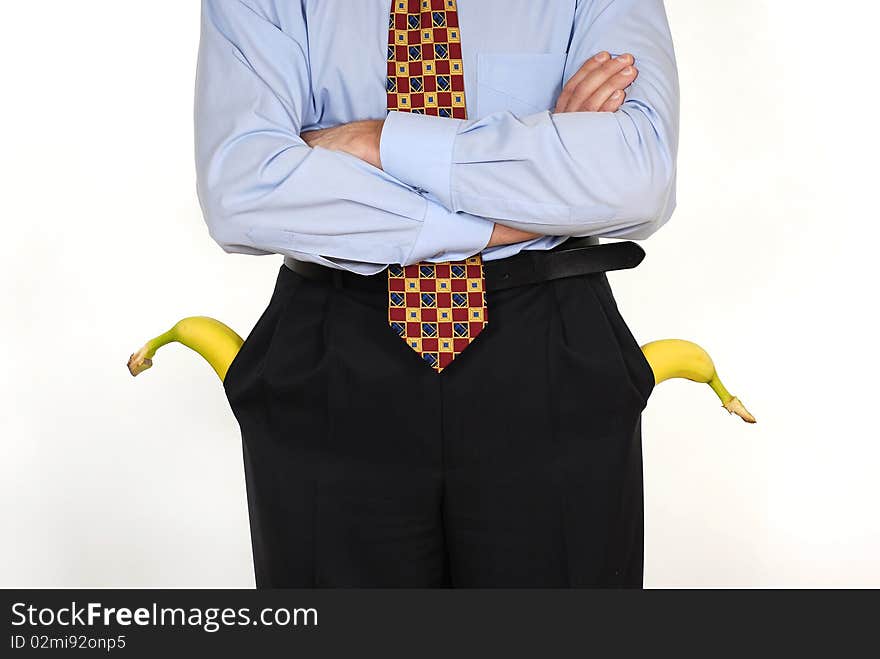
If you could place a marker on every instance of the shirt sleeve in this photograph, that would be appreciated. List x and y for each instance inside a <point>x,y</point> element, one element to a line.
<point>263,190</point>
<point>606,174</point>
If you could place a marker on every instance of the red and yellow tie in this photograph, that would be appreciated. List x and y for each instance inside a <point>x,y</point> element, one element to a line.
<point>437,308</point>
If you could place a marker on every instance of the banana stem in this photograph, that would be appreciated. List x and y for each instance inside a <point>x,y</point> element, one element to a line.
<point>142,359</point>
<point>731,403</point>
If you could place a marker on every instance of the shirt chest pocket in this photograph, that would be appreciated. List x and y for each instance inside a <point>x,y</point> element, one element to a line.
<point>523,83</point>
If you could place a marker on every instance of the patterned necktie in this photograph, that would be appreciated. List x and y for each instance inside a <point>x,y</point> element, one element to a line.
<point>438,309</point>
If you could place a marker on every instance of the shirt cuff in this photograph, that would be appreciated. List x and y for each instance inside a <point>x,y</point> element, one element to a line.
<point>448,236</point>
<point>417,149</point>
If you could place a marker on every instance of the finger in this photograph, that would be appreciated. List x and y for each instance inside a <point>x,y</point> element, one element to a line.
<point>617,83</point>
<point>606,74</point>
<point>590,65</point>
<point>614,102</point>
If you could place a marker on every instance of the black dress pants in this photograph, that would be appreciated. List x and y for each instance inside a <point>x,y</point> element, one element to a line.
<point>520,465</point>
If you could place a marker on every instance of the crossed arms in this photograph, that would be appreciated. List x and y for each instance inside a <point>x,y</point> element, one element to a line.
<point>592,166</point>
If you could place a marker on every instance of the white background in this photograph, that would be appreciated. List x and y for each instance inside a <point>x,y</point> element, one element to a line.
<point>769,262</point>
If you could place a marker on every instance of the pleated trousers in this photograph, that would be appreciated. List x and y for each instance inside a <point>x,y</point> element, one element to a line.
<point>520,465</point>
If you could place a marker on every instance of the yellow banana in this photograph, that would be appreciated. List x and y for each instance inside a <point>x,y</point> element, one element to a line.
<point>218,344</point>
<point>213,340</point>
<point>677,358</point>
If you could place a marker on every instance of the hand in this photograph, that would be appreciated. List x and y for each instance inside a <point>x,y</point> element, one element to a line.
<point>592,88</point>
<point>358,138</point>
<point>502,235</point>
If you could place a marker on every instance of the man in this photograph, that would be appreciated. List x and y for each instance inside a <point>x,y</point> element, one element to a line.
<point>441,390</point>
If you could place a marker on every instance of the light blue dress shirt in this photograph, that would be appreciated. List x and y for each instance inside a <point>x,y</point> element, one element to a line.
<point>271,69</point>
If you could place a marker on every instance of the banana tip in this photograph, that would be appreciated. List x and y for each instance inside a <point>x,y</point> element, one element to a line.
<point>735,406</point>
<point>138,363</point>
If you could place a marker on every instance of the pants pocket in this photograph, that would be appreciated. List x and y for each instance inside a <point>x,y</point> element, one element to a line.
<point>247,361</point>
<point>641,373</point>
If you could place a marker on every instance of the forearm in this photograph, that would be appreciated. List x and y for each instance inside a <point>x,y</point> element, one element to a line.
<point>263,190</point>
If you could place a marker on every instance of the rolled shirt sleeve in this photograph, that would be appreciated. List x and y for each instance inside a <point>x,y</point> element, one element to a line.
<point>263,190</point>
<point>608,174</point>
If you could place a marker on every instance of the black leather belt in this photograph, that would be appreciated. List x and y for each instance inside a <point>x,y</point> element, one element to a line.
<point>574,257</point>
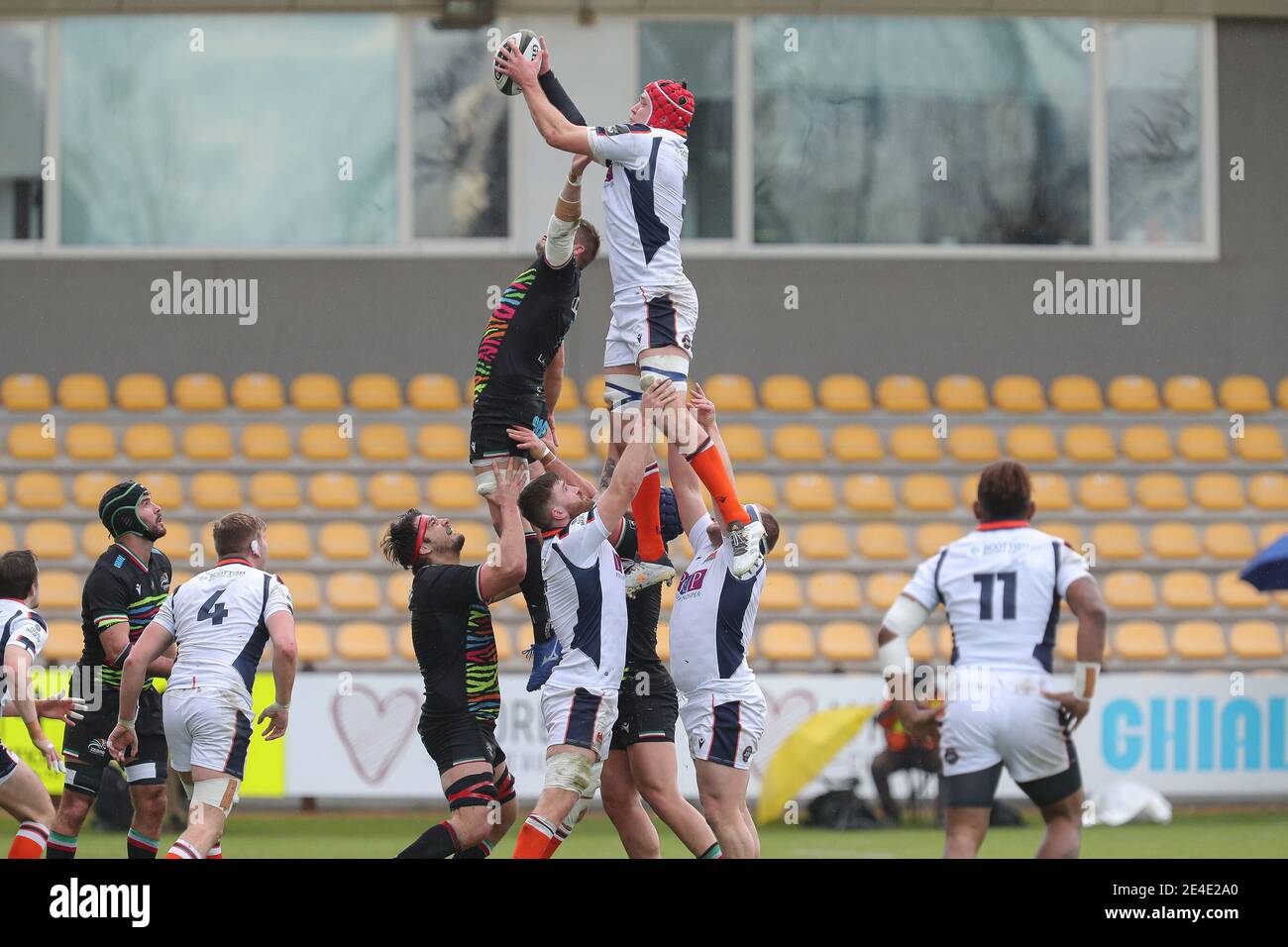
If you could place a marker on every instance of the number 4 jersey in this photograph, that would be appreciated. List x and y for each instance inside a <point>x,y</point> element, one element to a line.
<point>219,620</point>
<point>1001,586</point>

====

Rewrite the rows from the start through the line containing "<point>437,308</point>", both ends included, replacing "marker" with "pin" and leaving everything else unchanged. Omit the pictures from your output.

If you could place a pin on every instance of the shirt sleeve in this photograph, that would be appreciated. List x and y for each instance inside a <point>x,y</point> element, one element to a line.
<point>263,190</point>
<point>606,174</point>
If you could place a pin on every instance of the red and yellow tie in this photograph, that would be appreciated. List x and y for each instance inside a <point>x,y</point> element, one element to a line.
<point>437,308</point>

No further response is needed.